» DOCUMENT TEXT:
▬▬▬

- Do you know how to pierce the heart when you stab someone from behind?
- Know three commonplace items you can substitute for a silencer?
- Have a list of slow-acting poisons you can buy without a prescription?
- Have you ever discussed such things with friends over dinner at a restaurant?
You must be a mystery writer.
Mystery writers run neck and neck with murderers themselves in preoccupation with ways to kill. Unlike actual assassins, for whom discretion is both a tool of the trade and essential to staying alive, writers love to discuss these matters with their peers. Before the pandemic, when convivial dinners were the high point of monthly meetings of my local Mystery Writers of America and Sisters in Crime chapters and I went to mystery cons all over the country, I looked forward to such discussions and participated with great relish. If they took place in public places, so much the better. It was great fun to imagine the party at the next table wondering what you were plotting, a real-life crime or just a story. I admit to a tad of vestigial adolescent exhibitionism, what I call a Look, Ma! element in keeping eavesdroppers guessing.
One of the most beloved figures in the mystery community is Texas pharmacist and toxicologist Luci Zahray, universally known as the Poison Lady. When I sat down to write this, I found a note in my files, Poison Lady—arsenic (Walmart story). I probably jotted it down as she spoke at a Malice Domestic a decade before. I remembered the gist of it but wanted to get it right, so I emailed her. The Poison Lady’s own words reflect how not only writers but mystery lovers in general think.

▬▬▬

» PROBLEM:
Write out the full piece about mystery writers, word for word.

Saved entries:
▬▬▬

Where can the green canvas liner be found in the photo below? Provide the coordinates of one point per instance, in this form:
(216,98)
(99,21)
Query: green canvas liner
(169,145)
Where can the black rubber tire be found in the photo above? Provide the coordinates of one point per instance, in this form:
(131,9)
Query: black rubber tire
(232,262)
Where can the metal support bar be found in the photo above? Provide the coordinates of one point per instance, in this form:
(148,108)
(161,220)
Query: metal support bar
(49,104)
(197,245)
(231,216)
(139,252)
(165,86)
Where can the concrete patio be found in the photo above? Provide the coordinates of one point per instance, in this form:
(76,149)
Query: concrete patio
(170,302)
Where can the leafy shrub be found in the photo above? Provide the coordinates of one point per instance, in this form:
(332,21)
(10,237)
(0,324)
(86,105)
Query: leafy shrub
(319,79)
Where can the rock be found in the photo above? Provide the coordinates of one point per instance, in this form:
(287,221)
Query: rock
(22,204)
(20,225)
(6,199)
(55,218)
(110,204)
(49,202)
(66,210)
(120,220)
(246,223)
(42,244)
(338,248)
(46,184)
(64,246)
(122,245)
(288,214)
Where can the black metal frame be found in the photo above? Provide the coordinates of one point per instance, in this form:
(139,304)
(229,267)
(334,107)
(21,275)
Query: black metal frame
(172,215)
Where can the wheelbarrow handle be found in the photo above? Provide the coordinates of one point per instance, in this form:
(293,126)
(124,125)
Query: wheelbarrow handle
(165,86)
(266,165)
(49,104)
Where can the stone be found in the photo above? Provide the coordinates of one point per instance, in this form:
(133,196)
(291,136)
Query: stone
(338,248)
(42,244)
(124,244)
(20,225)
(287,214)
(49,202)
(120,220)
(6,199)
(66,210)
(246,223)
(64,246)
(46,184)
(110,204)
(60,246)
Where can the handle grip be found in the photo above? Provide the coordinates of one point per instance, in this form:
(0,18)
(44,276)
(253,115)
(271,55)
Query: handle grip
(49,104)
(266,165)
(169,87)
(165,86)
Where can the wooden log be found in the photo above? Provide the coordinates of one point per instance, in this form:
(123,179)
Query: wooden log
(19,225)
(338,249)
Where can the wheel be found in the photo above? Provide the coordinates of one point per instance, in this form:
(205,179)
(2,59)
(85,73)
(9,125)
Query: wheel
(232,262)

▬▬▬

» WRITTEN ANSWER:
- Do you know how to pierce the heart when you stab someone from behind?
- Know three commonplace items you can substitute for a silencer?
- Have a list of slow-acting poisons you can buy without a prescription?
- Have you ever discussed such things with friends over dinner at a restaurant?
You must be a mystery writer.
Mystery writers run neck and neck with murderers themselves in preoccupation with ways to kill. Unlike actual assassins, for whom discretion is both a tool of the trade and essential to staying alive, writers love to discuss these matters with their peers. Before the pandemic, when convivial dinners were the high point of monthly meetings of my local Mystery Writers of America and Sisters in Crime chapters and I went to mystery cons all over the country, I looked forward to such discussions and participated with great relish. If they took place in public places, so much the better. It was great fun to imagine the party at the next table wondering what you were plotting, a real-life crime or just a story. I admit to a tad of vestigial adolescent exhibitionism, what I call a Look, Ma! element in keeping eavesdroppers guessing.
One of the most beloved figures in the mystery community is Texas pharmacist and toxicologist Luci Zahray, universally known as the Poison Lady. When I sat down to write this, I found a note in my files, Poison Lady—arsenic (Walmart story). I probably jotted it down as she spoke at a Malice Domestic a decade before. I remembered the gist of it but wanted to get it right, so I emailed her. The Poison Lady’s own words reflect how not only writers but mystery lovers in general think.